---------- Text excerpt ----------
Regarding the performance measurements of the wireless links (i.e., RSSI and delay) utilized in the clustering process, we use wireless connectivity (among all nodes of the network) based on a Peer Link Management protocol, which is used to discover neighboring nodes and keep track of them. Here, the neighbor discovery is only limited to the signal range of each node. The evaluation is based on Ping tool by sending a batch of 100 ICMP packets every 3 s. As illustrated in Figure 4, the results present: total completion time—the total time to communicate of the 100 packets (we use a 2-s threshold waiting for each batch to complete. If the time is exceeded the particular batch is considered undelivered); PLR—the percentage of ICMP packets loss (i.e., out of 100); avg—the average Round Trip Time (RTT) of the ICMP packets; sd—and the Standard deviation RTT of the ICMP packets. The RSSI measurements are recorded from a second interface on each wireless node (the first interface was in mesh mode and was used for sending the ICMP packets), which is in monitor mode and uses the same driver. The performance measurements were collected from the w-iLab.1 testbed [18], utilizing the above method, are provided in [19].

Finally, the use case under consideration is an IoT scenario, where an IoT NDN Consumer requests sensor measurements from an IoT NDN Producer, that generates emulated sensor measurements. Here, focus on two IoT applications with different requirements: (i) short flows with delay demands, assuming a typical sensor measurement application, i.e., the produced data packets have a limited size (350 Bytes) and represent raw sensor measurements (e.g., temperature, humidity, etc); and (ii) long flows with throughput demands, assuming photo file transfers with a limited size (1 Mb). In the short flows, the emulation of Consumer and Producer applications are based on the ndnpeek and ndnpoke tools, respectively, and for the long flows emulation, we use the ndncatchunks and ndnputchunks tools to transfer files as data segments. Moreover, to measure NDN connectivity failure attempts, we have disabled NDN retransmissions for the short-flow application.

4.2. Scenario 1—Evaluation of the Reactive Processes

Here, we demonstrate the functionality of the reactive strategy, targeting the flexibility and adaptability improvements that may bring, rendering NDN deployments over dynamic WMN topologies feasible.
----------
*Instruction A*. Summarize the text excerpt in two sentences.
---------- Data to process ----------
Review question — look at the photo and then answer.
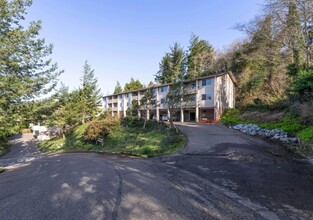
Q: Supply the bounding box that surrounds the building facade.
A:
[102,73,236,122]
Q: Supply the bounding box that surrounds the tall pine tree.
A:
[80,61,101,123]
[0,0,60,138]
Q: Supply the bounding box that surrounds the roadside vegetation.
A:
[0,140,10,156]
[39,117,187,157]
[222,108,313,156]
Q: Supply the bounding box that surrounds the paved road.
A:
[0,124,313,220]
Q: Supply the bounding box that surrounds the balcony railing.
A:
[185,87,197,94]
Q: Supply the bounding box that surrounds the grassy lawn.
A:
[39,119,187,157]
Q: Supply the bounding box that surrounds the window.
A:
[202,79,206,86]
[202,79,212,86]
[201,94,206,101]
[161,86,167,92]
[201,94,212,101]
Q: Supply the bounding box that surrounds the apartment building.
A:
[102,72,237,122]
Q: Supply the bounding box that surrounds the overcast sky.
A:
[26,0,263,94]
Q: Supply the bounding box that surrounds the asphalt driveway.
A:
[0,124,313,220]
[168,123,313,219]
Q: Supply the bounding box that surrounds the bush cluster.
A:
[221,109,243,124]
[84,118,118,141]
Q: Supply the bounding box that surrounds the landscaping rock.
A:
[231,124,298,143]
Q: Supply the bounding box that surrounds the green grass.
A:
[0,140,10,156]
[39,122,187,157]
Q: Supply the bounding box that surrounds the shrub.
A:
[21,128,32,134]
[299,101,313,125]
[297,126,313,142]
[221,109,242,124]
[84,118,118,140]
[121,116,144,128]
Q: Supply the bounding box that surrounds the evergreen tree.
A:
[155,53,172,84]
[0,0,60,138]
[114,81,123,94]
[79,61,101,123]
[155,43,186,84]
[186,35,214,79]
[124,78,144,92]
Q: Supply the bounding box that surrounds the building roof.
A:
[103,71,238,97]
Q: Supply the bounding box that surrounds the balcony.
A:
[185,86,197,95]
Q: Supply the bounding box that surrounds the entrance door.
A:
[190,112,196,121]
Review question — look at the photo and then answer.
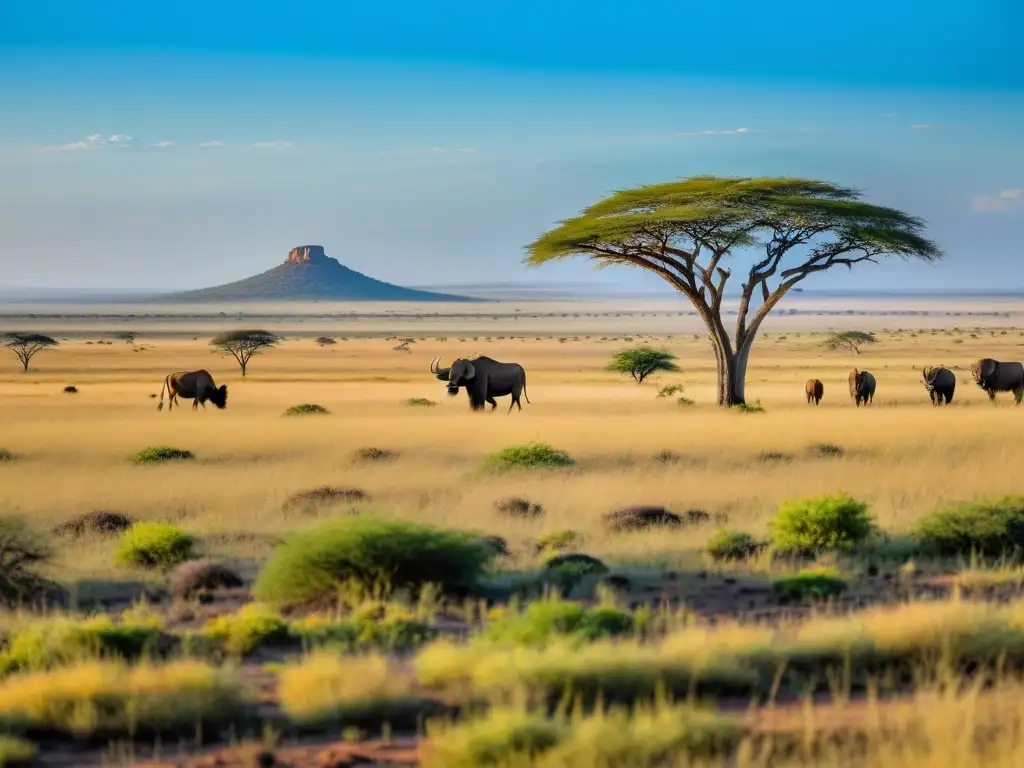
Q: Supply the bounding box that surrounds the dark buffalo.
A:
[971,357,1024,406]
[921,366,956,406]
[804,379,825,406]
[157,371,227,411]
[430,357,529,412]
[850,369,874,408]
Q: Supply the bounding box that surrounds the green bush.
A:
[285,402,331,416]
[406,397,437,408]
[253,516,495,605]
[114,522,196,570]
[131,445,196,464]
[484,442,575,470]
[481,600,633,646]
[204,603,289,656]
[772,569,846,602]
[768,494,872,552]
[914,496,1024,557]
[0,515,53,605]
[708,530,764,562]
[0,615,164,672]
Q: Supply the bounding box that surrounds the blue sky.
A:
[0,0,1024,289]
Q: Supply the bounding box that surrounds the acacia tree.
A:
[607,347,679,384]
[210,331,281,378]
[525,176,942,406]
[4,333,57,373]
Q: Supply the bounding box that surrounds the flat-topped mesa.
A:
[285,246,328,264]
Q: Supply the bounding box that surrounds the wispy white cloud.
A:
[971,186,1024,213]
[43,133,135,152]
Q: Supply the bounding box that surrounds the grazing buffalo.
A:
[157,371,227,411]
[804,379,825,406]
[430,357,529,412]
[921,366,956,406]
[971,357,1024,406]
[850,369,874,408]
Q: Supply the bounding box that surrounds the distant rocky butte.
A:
[168,246,474,301]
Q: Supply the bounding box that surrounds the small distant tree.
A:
[607,347,679,384]
[3,334,57,372]
[210,331,281,377]
[825,331,877,354]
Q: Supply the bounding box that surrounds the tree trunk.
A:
[712,337,751,407]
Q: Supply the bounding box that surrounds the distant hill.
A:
[164,246,479,301]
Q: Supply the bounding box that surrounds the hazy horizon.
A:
[0,0,1024,295]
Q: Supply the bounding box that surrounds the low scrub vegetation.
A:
[708,529,765,562]
[285,402,331,416]
[114,522,196,570]
[484,442,575,470]
[915,496,1024,557]
[0,662,245,738]
[768,494,872,552]
[131,445,196,464]
[253,516,495,605]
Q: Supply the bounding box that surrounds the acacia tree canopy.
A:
[3,333,58,373]
[210,331,281,378]
[525,176,942,406]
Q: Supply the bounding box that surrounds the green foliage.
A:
[481,599,633,646]
[131,445,196,464]
[483,442,575,470]
[606,347,679,385]
[204,603,289,656]
[285,402,331,416]
[114,522,196,570]
[772,569,846,602]
[406,397,437,408]
[708,530,765,562]
[914,496,1024,557]
[253,516,495,605]
[768,494,873,552]
[0,515,53,605]
[0,615,163,672]
[0,734,38,766]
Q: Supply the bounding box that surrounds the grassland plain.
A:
[0,301,1024,765]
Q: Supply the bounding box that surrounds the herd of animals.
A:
[804,357,1024,408]
[157,355,1024,413]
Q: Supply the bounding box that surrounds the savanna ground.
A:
[0,296,1024,766]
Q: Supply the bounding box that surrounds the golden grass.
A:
[0,660,243,736]
[0,321,1024,579]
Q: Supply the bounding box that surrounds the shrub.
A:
----------
*Instruction B*. Reproduce the listing from its first line through the line containing "[222,108,313,156]", including both ends, and leave the pictures out.

*Exercise solution A*. Wireless link performance for clustering is evaluated with the Ping tool, which sends batches of 100 ICMP packets every 3 s and reports total completion time, packet loss, and the average and standard deviation of round trip time. RSSI is recorded from a second interface in monitor mode, and the use case is an IoT scenario in which an NDN Consumer requests emulated sensor measurements from an NDN Producer, covering short flows with delay demands and long flows with throughput demands.

*Exercise solution B*.
Review question — look at the photo and then answer.
Q: Supply the bounding box that surrounds the building facade.
A:
[102,73,236,122]
Q: Supply the bounding box that surrounds the tall pine tree.
A:
[80,61,101,123]
[0,0,60,138]
Q: Supply the bounding box that surrounds the roadside vegetation.
A:
[0,140,10,156]
[39,117,187,157]
[222,108,313,156]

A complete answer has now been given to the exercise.